■ EXERCISE PROMPT: Set down exactly the lines that run from the line with "Tag the dark" to the end of the data, and nothing else.

(Records from a dataset)
•••
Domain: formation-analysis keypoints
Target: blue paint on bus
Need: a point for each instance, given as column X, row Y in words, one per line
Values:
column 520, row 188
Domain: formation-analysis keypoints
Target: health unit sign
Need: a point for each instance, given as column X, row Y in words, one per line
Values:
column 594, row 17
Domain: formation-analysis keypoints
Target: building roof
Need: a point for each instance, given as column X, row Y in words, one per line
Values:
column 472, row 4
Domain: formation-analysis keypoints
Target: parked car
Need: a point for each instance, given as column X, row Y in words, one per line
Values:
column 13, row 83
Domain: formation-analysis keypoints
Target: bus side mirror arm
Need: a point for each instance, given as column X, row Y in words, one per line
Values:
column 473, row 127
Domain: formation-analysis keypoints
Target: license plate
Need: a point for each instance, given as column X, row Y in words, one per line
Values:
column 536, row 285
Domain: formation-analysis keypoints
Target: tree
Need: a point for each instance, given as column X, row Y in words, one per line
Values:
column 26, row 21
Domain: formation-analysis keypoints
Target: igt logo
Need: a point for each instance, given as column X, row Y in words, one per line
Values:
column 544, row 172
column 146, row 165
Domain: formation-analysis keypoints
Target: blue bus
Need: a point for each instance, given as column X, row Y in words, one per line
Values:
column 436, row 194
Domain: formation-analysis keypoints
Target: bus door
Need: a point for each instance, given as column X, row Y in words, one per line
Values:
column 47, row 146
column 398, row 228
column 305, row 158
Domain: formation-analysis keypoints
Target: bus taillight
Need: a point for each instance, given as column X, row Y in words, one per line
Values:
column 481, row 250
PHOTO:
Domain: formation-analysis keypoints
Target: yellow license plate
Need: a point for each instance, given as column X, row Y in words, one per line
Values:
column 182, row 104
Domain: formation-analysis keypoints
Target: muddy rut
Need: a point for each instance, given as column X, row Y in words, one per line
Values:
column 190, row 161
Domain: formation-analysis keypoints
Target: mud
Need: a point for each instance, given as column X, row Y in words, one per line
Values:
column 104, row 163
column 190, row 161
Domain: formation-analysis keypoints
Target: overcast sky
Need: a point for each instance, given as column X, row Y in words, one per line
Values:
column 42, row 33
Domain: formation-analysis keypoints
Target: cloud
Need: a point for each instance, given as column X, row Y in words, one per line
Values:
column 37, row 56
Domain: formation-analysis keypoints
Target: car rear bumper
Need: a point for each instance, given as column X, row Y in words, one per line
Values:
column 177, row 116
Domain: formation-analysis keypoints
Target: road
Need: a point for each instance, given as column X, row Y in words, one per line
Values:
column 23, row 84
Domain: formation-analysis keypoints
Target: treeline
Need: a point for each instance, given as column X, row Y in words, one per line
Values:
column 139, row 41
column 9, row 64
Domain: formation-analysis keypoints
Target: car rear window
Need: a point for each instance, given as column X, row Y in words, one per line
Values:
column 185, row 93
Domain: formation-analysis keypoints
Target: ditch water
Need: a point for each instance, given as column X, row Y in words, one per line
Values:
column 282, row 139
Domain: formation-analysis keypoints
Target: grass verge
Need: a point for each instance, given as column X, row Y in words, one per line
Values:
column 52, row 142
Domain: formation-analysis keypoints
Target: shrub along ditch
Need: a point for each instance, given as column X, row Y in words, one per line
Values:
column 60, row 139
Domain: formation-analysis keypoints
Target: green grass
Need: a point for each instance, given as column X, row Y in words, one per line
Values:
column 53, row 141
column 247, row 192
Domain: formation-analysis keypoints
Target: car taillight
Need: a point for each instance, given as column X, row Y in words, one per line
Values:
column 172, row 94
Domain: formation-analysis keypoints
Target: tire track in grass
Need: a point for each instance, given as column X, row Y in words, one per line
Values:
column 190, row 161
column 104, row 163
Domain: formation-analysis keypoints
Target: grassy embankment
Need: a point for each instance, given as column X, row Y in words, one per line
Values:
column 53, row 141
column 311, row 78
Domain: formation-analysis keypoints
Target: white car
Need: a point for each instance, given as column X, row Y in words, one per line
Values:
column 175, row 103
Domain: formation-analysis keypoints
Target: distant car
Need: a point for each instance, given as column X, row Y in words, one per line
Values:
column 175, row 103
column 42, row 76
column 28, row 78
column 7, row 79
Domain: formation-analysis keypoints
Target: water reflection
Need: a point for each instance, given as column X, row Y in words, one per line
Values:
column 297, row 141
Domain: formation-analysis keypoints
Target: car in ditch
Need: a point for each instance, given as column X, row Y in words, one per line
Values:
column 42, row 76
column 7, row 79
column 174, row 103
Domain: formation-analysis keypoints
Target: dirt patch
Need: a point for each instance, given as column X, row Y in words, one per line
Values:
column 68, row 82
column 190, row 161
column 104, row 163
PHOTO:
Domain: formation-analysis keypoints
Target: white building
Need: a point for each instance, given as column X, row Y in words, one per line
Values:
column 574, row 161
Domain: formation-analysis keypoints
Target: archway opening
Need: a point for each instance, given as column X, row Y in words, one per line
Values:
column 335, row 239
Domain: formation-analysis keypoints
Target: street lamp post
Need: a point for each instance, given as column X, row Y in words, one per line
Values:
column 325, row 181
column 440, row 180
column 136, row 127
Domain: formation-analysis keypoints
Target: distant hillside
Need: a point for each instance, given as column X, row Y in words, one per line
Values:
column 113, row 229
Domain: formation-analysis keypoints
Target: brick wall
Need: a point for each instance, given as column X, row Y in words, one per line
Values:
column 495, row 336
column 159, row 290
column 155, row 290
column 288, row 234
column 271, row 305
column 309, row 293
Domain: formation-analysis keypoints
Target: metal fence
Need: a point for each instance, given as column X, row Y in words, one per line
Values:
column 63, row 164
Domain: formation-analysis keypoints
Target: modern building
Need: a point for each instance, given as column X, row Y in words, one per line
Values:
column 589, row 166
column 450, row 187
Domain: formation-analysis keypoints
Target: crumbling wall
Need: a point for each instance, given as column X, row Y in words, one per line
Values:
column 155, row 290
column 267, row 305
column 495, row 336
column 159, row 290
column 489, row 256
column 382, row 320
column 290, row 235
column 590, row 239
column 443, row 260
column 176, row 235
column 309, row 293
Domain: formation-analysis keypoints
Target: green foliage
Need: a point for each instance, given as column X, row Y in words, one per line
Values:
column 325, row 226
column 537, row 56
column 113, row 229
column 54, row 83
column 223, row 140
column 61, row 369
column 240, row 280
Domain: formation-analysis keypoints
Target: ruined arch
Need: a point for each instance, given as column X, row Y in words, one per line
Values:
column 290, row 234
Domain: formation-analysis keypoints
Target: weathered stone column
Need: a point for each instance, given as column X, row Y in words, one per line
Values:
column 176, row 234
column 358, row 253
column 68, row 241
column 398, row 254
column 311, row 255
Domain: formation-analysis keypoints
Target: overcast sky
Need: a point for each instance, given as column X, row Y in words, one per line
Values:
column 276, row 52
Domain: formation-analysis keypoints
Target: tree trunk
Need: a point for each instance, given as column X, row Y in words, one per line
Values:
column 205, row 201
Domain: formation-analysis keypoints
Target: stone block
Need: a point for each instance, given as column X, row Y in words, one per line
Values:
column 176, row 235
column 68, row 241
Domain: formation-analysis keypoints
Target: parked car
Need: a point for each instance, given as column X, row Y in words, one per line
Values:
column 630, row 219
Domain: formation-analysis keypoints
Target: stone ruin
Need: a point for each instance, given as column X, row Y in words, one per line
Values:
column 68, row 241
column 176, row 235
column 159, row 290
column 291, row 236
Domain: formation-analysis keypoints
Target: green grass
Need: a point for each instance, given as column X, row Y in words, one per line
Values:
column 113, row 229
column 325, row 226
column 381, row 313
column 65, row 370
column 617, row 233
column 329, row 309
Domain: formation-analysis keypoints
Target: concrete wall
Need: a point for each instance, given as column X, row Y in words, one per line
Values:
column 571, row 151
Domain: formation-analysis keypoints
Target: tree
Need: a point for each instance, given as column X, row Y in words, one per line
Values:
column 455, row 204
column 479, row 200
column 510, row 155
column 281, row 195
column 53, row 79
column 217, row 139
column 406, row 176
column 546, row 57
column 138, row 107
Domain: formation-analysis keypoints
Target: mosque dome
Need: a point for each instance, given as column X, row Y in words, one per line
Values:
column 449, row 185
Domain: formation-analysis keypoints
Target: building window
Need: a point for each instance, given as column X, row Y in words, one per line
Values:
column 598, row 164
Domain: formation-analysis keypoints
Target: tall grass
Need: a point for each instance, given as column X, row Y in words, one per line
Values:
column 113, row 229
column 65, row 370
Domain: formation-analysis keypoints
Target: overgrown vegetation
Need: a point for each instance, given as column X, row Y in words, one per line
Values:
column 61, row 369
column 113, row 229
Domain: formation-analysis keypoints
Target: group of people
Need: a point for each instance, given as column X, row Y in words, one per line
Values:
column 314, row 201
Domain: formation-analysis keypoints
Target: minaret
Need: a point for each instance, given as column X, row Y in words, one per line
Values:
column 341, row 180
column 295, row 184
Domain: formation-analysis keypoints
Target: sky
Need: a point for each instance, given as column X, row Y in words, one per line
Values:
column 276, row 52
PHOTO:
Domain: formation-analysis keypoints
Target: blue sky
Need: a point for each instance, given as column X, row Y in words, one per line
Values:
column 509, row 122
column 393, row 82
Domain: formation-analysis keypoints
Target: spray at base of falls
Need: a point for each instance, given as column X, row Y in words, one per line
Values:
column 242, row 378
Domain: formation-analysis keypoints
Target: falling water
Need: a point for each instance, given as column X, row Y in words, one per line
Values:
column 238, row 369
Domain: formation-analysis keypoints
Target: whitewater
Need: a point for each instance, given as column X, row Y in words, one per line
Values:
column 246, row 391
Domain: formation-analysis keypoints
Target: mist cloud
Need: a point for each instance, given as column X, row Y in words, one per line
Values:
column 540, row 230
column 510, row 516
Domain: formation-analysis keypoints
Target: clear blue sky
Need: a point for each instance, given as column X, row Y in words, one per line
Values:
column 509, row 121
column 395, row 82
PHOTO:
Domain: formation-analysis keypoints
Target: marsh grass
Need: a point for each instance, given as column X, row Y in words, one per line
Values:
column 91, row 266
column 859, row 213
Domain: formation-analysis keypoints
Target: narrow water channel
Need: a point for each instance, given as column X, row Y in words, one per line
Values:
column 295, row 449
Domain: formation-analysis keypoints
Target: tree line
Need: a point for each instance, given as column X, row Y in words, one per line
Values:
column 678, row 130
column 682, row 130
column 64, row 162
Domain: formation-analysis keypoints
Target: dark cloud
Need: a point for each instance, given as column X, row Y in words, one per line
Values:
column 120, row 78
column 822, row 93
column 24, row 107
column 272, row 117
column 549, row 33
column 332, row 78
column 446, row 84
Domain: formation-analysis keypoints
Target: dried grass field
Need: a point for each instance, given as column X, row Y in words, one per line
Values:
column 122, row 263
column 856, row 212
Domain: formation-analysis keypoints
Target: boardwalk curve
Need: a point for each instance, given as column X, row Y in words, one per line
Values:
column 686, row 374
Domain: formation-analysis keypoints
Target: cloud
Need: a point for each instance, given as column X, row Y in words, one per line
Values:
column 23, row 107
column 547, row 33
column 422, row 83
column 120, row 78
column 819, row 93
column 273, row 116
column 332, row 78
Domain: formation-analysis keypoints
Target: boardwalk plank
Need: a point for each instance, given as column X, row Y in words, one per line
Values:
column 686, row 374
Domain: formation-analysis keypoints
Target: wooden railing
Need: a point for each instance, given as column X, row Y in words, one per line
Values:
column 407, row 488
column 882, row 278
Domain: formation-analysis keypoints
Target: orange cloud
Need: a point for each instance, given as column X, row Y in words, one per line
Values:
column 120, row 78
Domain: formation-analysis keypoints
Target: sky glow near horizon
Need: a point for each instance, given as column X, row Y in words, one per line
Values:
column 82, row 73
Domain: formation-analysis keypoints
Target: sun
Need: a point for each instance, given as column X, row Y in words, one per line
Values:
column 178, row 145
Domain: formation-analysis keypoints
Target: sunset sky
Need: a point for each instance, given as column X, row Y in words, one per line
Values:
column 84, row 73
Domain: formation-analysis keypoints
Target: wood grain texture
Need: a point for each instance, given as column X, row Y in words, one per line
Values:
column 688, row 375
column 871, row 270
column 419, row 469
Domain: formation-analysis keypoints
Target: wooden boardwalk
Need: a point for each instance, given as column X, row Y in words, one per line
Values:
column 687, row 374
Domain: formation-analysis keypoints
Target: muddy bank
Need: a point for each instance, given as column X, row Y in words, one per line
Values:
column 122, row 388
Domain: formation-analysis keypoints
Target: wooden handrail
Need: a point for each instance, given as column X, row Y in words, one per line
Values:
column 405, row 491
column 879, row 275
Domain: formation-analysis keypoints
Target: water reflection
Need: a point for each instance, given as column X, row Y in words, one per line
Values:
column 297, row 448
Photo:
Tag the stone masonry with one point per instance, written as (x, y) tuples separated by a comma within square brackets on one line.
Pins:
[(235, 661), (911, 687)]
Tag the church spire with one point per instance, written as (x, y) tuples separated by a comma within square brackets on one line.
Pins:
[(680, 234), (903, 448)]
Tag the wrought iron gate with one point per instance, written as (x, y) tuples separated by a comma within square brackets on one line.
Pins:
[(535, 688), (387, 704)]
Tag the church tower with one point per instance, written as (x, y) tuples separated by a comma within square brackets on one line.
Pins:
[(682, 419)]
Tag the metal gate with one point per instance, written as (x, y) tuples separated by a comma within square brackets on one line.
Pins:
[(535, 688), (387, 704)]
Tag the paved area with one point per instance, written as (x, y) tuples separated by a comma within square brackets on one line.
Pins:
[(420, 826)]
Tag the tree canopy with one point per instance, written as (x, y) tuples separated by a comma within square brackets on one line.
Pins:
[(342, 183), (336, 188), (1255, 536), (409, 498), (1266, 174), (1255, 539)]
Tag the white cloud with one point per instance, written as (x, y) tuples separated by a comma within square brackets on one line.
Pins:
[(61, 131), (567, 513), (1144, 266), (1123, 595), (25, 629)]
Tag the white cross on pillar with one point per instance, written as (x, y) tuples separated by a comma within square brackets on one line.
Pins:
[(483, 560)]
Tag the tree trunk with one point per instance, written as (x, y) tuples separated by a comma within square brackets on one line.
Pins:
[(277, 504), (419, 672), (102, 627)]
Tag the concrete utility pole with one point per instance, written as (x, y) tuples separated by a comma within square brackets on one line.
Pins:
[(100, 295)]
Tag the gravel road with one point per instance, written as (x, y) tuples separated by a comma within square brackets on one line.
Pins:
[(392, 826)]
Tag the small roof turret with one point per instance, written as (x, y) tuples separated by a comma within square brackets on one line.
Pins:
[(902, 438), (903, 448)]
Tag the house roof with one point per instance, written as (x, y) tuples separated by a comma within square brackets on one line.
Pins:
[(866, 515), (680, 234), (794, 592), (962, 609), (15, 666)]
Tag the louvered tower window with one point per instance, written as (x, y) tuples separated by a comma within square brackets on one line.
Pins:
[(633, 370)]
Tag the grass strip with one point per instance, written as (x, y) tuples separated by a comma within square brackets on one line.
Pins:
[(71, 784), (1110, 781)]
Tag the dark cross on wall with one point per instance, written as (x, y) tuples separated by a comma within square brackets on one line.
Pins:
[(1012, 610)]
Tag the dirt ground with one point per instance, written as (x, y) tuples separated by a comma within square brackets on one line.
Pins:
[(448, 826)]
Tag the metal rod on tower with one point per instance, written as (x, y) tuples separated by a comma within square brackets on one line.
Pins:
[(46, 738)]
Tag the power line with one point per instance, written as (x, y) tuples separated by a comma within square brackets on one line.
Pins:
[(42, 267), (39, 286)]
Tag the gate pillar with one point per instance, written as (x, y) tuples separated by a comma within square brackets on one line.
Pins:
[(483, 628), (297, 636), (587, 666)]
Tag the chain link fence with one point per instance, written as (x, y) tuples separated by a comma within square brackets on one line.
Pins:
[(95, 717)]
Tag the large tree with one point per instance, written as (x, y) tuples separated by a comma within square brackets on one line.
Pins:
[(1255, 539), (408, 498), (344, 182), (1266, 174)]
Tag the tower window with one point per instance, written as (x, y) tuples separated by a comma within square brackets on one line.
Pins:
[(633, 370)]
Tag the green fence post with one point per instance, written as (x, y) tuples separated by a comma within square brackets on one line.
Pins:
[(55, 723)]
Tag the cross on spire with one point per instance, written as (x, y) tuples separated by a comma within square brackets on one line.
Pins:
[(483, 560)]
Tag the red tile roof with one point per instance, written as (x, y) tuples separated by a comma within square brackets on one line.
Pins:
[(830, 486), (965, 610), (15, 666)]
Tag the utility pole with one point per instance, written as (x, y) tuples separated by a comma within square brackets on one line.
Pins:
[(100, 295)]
•••
■ REPLY:
Tag the dark cross on wall with one point per instance, written as (x, y) tuples separated by a comma within square brackets on one line.
Pins:
[(1012, 610)]
Tag the dirt ground with one point per instance, written as (x, y) tuples separated by a comma within square brackets on one line.
Pins:
[(448, 826)]
Tag the metal rod on tower with one point per instance, written as (x, y) tuples separated by a comma within square brackets on one line.
Pins:
[(46, 738)]
Tag the power line with one point per instance, written as (x, y) tuples separated by a comma within square brackets on one line.
Pins:
[(42, 267), (39, 286)]
Tag the gate pillar with one point per instance, written as (x, y) tuples separated by a comma within square brackets on one line.
Pins:
[(483, 628), (297, 636), (587, 666)]
Tag the chain link fence with one point per instance, written as (x, y) tuples separated by a comma within square brackets on one line.
Pins:
[(95, 717)]
Tag the large tree with one point per instance, written as (x, y) tuples separated by a comma within square brackets on one line.
Pins:
[(1255, 539), (408, 498), (344, 182), (1266, 174)]
Tag the tower window with one point per instance, written as (x, y) tuples separated by a comma within square brackets on one line.
Pins:
[(633, 370)]
Tag the green fence post with one point per instance, written as (x, y) tuples separated by a comma within square brackets on one line.
Pins:
[(55, 723)]
Tag the cross on spire with one point per instance, written as (x, y) tuples separated by a comma within square brackets on one line.
Pins:
[(483, 560)]
Tag the red tile roof with one point per instance, written as (x, y) tuples separated by a comma within square brackets on one line.
Pins:
[(830, 486), (965, 610), (15, 666)]
Tag the utility pole with one point per instance, written as (x, y) tuples separated by a comma within square brackets on one line.
Pins:
[(100, 295)]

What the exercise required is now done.